__TASK BRIEF__:
Every line in the records below between the one holding "Read the prompts" and the one holding "positive clicks: (50, 79) (50, 77)", inclusive, is to be set down exactly; all other lines are to be left out.
┌─ EXERCISE MATERIAL
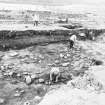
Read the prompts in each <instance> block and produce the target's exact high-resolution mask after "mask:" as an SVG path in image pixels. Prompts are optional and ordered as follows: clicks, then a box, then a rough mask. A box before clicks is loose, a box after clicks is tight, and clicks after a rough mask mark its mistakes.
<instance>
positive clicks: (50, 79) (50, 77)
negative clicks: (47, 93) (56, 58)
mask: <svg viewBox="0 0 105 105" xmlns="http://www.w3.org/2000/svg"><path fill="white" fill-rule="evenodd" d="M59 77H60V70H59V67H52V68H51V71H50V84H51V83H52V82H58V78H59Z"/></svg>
└─
┌─ EXERCISE MATERIAL
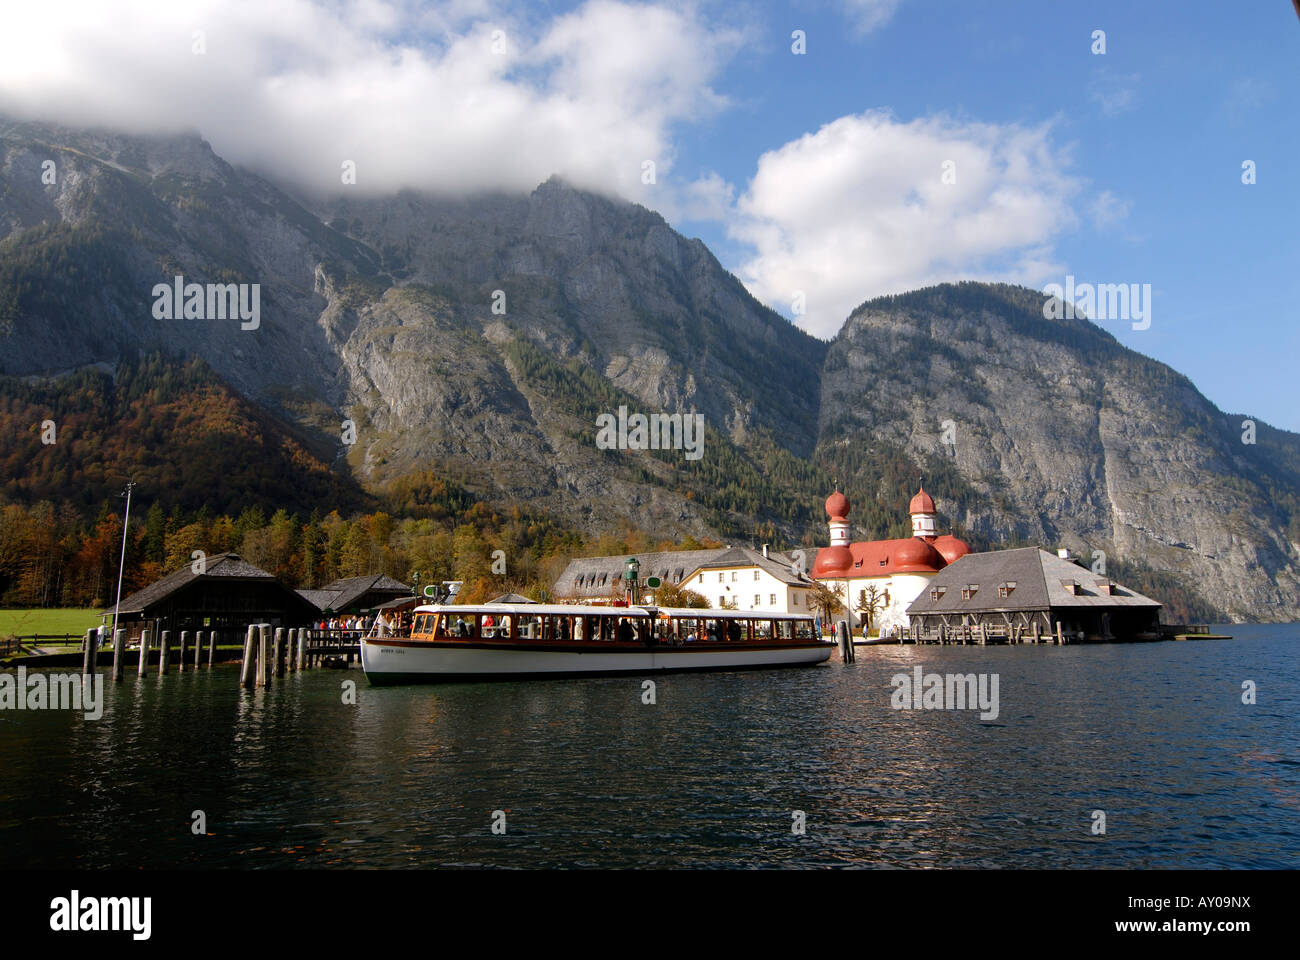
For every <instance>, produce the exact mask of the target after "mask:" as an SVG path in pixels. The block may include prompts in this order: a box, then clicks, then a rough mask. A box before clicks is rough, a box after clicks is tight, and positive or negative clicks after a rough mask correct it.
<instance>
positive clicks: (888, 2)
└─
__EXERCISE RESPONSE__:
Read the prompts in each <instance> block and produce the target's exact high-resolution mask after "mask:" as an SVG path in image pixels. Prompts are optional and ordered as follows: clicks, then a box, then a rough mask. A box before clicks is loose, a box after clicks is tight, and clicks after a rough mask mark its mistakes.
<instance>
positive clicks: (50, 79) (50, 77)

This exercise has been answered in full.